> **Given task**: Rename "wooden" to "timber" in the stretch of the listing from the line containing "Where can the khaki" through the end of the listing, and write out only those lines again with nothing else changed.

> **Excerpted data**:
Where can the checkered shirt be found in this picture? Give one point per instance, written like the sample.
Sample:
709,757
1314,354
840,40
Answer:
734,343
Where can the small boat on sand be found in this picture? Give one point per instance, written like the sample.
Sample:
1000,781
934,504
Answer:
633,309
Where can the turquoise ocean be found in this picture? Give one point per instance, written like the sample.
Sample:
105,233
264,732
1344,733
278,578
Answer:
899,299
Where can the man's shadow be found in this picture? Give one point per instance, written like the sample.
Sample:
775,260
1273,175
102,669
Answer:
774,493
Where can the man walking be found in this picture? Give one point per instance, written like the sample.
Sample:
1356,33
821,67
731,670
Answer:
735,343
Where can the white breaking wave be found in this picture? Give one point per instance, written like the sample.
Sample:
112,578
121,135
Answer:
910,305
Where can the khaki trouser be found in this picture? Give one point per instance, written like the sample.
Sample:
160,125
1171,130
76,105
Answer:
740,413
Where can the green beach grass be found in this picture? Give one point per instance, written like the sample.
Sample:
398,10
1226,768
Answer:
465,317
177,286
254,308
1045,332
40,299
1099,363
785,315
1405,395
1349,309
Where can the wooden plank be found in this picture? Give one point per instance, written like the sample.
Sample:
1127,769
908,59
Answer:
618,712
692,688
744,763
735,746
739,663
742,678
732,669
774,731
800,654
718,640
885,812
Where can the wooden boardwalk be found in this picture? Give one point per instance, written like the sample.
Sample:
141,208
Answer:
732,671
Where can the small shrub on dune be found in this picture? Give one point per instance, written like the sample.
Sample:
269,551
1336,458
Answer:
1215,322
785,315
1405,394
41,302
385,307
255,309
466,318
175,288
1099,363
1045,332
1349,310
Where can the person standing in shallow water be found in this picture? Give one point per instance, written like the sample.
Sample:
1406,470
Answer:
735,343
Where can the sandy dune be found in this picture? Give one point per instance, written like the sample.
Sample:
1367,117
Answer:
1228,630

> **Exercise result**:
Where can the khaki trouser be found in this picture? Give one point per instance, written like the sample.
Sample:
160,125
1171,130
76,105
Answer:
740,413
Where can the green beach grass be found in this picture? Give one point per instance, written like the sample.
Sample:
398,10
1226,768
Answer:
465,317
177,286
254,308
1045,332
40,299
1099,363
785,315
1405,395
1349,309
Where can the timber plank be found in this picture? Give one point per instance, written like the sample.
Sample:
1127,769
908,59
Answer:
618,712
692,688
744,763
735,746
739,663
742,678
732,669
774,731
800,654
718,640
885,812
Where can the timber boardwalk be found in this picture? Give one point per instance, written like the sample.
Sample:
141,208
Answer:
732,671
Where can the small shrub on dune be found in this picture? Give one point per instance, written like the sample.
Sample:
269,551
1336,458
Answer:
1215,322
785,315
1405,394
41,302
385,307
255,309
466,318
175,288
1099,363
1045,332
1349,310
Where can the person standing in shallow water be found in this picture? Give one point per instance, written like the sample.
Sample:
1406,470
Answer:
735,343
Where can the sandy dune be found in this picture? Give one point per instance, written like the sample.
Sample:
1367,117
Answer:
1228,630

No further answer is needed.